Sergio Khalil, fondateur d’un centre d’études libanais en Amérique latine, annonce une prochaine collaboration avec LEBolution (jeunesse de l’ULCM) pour encadrer 200 jeunes issus de la diaspora libanaise.

Sergio Khalil avec son épouse Marianela Chami.

« On reflète une image erronée de la diaspora libanaise, on s’adresse à elle comme si elle était une entité homogène, en négligeant la réalité de ses connexions avec le Liban et le facteur de dilution (dans la société hôte) qui résulte de l’intégration et du passage des générations », révèle Sergio Khalil. Cet Argentin d’origine libanaise est un émigré de première génération, dont le père avait quitté Majdel Maouche, au Chouf, en 1952. Sergio, suivant les pas de son père Antoine, un des fondateurs de l’Union libanaise culturelle mondiale (ULCM) dans les années soixante, a contribué à fonder le Comité de jeunesse de l’ULCM en 1984. Il réside actuellement entre l’Argentine et les États-Unis, et visite le Liban fréquemment avec son épouse, elle aussi uruguayenne d’origine libanaise, de la famille Chami, originaire de Byblos.


Comprendre la diaspora et l’analyser
Depuis le flux migratoire qui a commencé durant la seconde moitié du XIXe siècle, provoqué par les guerres et des problèmes divers, on parle de millions de Libanais expatriés à travers le monde. Sergio Khalil tend à nuancer ce chiffre : il explique qu’il y aurait des Libanais (émigrés ou descendants d’émigrés) concernés par l’actualité sociale et/ou politique du pays du Cèdre, et d’autres qui en seraient désormais détachés.

[Consignes]:
**A)** D'après le texte sur la diaspora libanaise, en quelle année le père de Sergio Khalil a-t-il quitté Majdel Maouche ?
**B)** Présentez toutes les lignes des entrées ci-dessous dans un tableau Markdown à deux colonnes, « Numéro » et « Ligne », en omettant les lignes vides. Laissez les images hors de la réponse.

[Lignes de données]:
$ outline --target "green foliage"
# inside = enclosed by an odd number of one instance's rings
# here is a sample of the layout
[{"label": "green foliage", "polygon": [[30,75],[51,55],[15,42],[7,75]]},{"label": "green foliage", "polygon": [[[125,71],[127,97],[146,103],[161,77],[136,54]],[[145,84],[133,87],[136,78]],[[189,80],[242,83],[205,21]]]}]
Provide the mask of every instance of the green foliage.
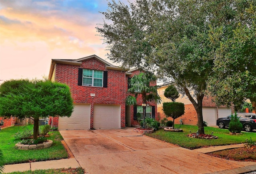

[Réponses dans l'ordre]:
**A)** En 1952.

**B)**
| Numéro | Ligne |
|---|---|
| 1 | $ outline --target "green foliage" |
| 2 | # inside = enclosed by an odd number of one instance's rings |
| 3 | # here is a sample of the layout |
| 4 | [{"label": "green foliage", "polygon": [[30,75],[51,55],[15,42],[7,75]]},{"label": "green foliage", "polygon": [[[125,71],[127,97],[146,103],[161,77],[136,54]],[[145,84],[133,87],[136,78]],[[189,80],[242,83],[205,21]]]}] |
| 5 | Provide the mask of every instance of the green foliage. |